#### Work required
Output the lines below verbatim, from the start through the line containing "column 156, row 119", inclusive. Omit the pictures from the output.

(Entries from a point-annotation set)
•••••

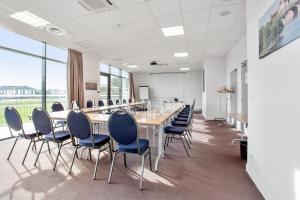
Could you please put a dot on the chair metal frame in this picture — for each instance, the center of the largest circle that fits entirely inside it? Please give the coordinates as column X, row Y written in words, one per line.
column 143, row 155
column 77, row 146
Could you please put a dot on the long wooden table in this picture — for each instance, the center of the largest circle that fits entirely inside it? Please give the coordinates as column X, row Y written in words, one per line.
column 156, row 119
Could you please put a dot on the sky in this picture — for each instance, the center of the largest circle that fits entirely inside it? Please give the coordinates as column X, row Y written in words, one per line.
column 23, row 70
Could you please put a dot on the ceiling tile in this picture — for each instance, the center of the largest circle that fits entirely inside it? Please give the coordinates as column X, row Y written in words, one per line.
column 196, row 17
column 189, row 5
column 165, row 7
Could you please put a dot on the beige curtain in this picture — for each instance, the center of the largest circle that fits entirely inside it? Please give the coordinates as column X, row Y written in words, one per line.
column 75, row 78
column 131, row 86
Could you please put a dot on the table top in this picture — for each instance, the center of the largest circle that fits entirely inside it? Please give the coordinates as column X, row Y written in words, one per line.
column 103, row 108
column 241, row 117
column 155, row 117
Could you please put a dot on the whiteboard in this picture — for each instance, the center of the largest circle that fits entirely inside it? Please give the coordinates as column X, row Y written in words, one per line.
column 144, row 92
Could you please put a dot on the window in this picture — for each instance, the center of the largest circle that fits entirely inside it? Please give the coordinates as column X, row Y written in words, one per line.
column 114, row 83
column 33, row 74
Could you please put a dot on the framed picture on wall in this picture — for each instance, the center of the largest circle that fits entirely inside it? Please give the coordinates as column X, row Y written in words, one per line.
column 279, row 26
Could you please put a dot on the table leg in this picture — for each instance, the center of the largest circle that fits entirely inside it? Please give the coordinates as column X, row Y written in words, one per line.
column 160, row 148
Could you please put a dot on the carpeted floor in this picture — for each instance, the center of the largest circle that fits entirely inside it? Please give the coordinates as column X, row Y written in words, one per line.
column 213, row 172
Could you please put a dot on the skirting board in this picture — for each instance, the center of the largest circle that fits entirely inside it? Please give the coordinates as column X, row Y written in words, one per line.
column 261, row 187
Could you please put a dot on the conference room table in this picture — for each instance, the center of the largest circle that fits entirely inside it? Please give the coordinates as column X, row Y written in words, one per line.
column 156, row 118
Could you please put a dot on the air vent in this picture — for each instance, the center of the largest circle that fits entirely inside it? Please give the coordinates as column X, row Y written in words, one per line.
column 96, row 5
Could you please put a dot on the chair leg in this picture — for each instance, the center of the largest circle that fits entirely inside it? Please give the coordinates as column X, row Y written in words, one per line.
column 184, row 147
column 59, row 148
column 12, row 148
column 125, row 163
column 111, row 167
column 142, row 173
column 96, row 165
column 75, row 153
column 37, row 157
column 150, row 161
column 26, row 152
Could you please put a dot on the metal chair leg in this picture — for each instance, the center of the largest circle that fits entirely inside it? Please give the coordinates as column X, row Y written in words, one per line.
column 184, row 147
column 150, row 161
column 59, row 148
column 111, row 167
column 26, row 152
column 125, row 163
column 96, row 165
column 75, row 153
column 142, row 173
column 12, row 148
column 37, row 157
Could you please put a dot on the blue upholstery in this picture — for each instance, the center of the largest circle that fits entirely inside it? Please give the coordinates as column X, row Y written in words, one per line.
column 133, row 147
column 99, row 140
column 89, row 104
column 41, row 121
column 100, row 103
column 79, row 124
column 174, row 130
column 122, row 128
column 13, row 118
column 179, row 123
column 60, row 136
column 110, row 102
column 57, row 106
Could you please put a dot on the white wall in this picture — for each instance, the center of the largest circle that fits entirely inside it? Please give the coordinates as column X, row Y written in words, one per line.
column 274, row 107
column 233, row 60
column 214, row 69
column 185, row 86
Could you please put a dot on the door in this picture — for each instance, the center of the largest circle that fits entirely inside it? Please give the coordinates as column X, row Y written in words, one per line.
column 233, row 95
column 244, row 88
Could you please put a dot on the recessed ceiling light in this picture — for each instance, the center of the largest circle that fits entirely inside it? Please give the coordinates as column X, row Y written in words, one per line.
column 182, row 54
column 184, row 69
column 29, row 18
column 173, row 31
column 132, row 66
column 224, row 13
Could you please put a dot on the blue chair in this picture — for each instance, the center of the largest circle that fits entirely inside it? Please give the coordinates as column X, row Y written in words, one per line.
column 123, row 129
column 15, row 124
column 57, row 107
column 89, row 104
column 80, row 129
column 100, row 103
column 43, row 125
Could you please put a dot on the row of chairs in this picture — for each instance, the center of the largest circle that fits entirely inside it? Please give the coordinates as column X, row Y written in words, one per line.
column 181, row 126
column 90, row 104
column 123, row 129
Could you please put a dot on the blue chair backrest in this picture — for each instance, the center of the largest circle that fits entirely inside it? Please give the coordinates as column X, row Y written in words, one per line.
column 89, row 104
column 110, row 102
column 100, row 103
column 57, row 106
column 79, row 124
column 13, row 118
column 42, row 121
column 123, row 127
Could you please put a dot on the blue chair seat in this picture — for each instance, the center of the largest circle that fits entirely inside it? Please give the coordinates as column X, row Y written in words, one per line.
column 60, row 136
column 133, row 147
column 184, row 119
column 178, row 123
column 99, row 140
column 174, row 130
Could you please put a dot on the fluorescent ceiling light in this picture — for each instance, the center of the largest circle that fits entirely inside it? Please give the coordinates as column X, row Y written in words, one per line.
column 173, row 31
column 184, row 69
column 29, row 18
column 132, row 66
column 182, row 54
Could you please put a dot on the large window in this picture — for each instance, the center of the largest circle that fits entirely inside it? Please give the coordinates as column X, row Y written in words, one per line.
column 32, row 74
column 114, row 83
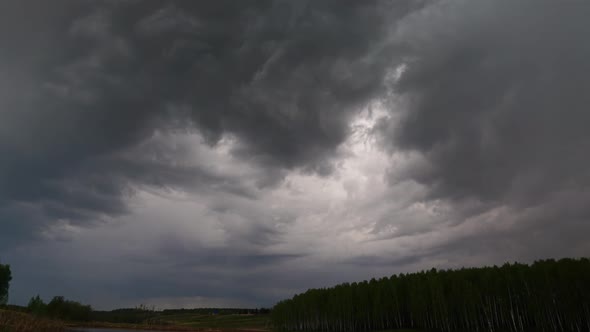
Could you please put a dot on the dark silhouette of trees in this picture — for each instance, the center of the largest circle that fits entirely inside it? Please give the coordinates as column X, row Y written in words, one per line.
column 5, row 278
column 548, row 295
column 36, row 306
column 61, row 308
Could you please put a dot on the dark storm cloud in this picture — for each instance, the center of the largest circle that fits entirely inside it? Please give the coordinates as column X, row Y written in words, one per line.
column 494, row 96
column 83, row 81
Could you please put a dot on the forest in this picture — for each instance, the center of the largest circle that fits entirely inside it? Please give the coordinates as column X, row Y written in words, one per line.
column 547, row 295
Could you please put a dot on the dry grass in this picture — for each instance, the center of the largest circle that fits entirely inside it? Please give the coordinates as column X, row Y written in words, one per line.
column 11, row 321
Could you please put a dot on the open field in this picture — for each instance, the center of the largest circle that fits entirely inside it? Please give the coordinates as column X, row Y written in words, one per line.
column 234, row 321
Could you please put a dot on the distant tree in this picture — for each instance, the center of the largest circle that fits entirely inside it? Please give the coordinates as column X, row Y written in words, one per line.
column 5, row 278
column 36, row 306
column 64, row 309
column 547, row 296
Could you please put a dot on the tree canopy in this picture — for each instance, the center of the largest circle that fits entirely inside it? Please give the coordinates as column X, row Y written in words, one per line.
column 5, row 278
column 548, row 295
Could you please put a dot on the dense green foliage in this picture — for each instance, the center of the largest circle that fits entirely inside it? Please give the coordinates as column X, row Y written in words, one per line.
column 548, row 295
column 5, row 277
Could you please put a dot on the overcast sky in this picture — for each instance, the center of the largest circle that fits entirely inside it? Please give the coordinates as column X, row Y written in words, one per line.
column 233, row 153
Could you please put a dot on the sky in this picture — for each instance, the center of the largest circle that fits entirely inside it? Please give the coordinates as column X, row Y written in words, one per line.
column 235, row 153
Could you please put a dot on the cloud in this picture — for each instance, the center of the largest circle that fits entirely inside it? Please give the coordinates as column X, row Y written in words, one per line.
column 89, row 85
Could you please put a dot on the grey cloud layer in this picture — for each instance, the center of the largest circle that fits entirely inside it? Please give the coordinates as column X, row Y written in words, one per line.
column 84, row 81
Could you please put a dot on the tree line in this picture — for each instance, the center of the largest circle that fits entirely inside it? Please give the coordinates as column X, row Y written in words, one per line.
column 60, row 308
column 548, row 295
column 5, row 278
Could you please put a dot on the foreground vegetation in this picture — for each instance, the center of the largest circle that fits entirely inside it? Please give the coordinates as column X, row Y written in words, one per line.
column 13, row 321
column 549, row 295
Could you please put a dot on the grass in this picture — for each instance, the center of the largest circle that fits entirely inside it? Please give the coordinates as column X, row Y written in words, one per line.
column 11, row 321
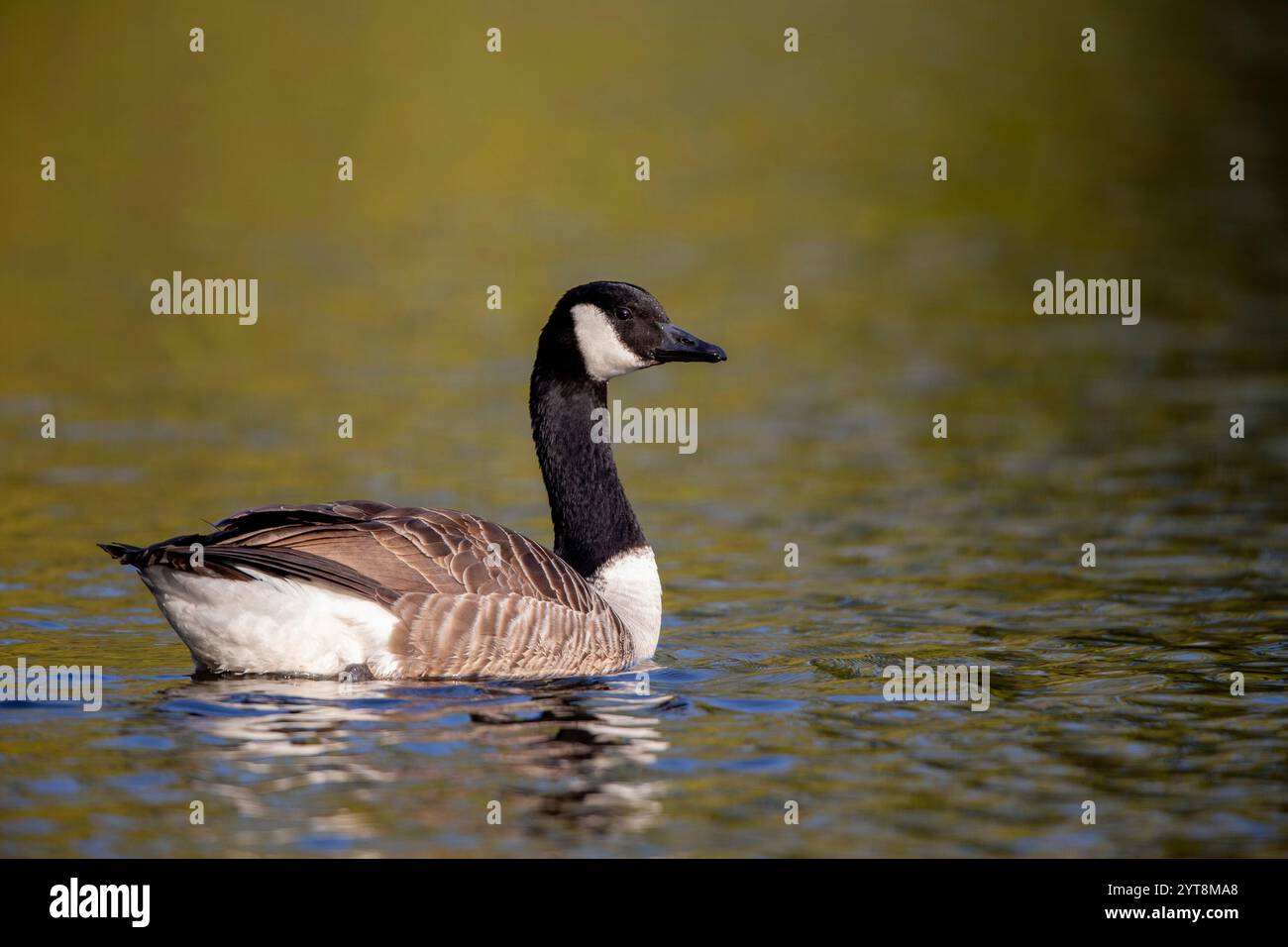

•••••

#### Full response
Could you please put a dot on the chair metal frame in this picture — for each instance, the center of the largest circle that fits entirely inside it? Please give the coordinates as column X, row Y written in words, one per line.
column 143, row 155
column 77, row 146
Could you please put a dot on the long wooden table in this picture — for each instance, the center of the largest circle that fits entirely inside it? Please give the coordinates as column X, row Y written in words, one per line.
column 156, row 119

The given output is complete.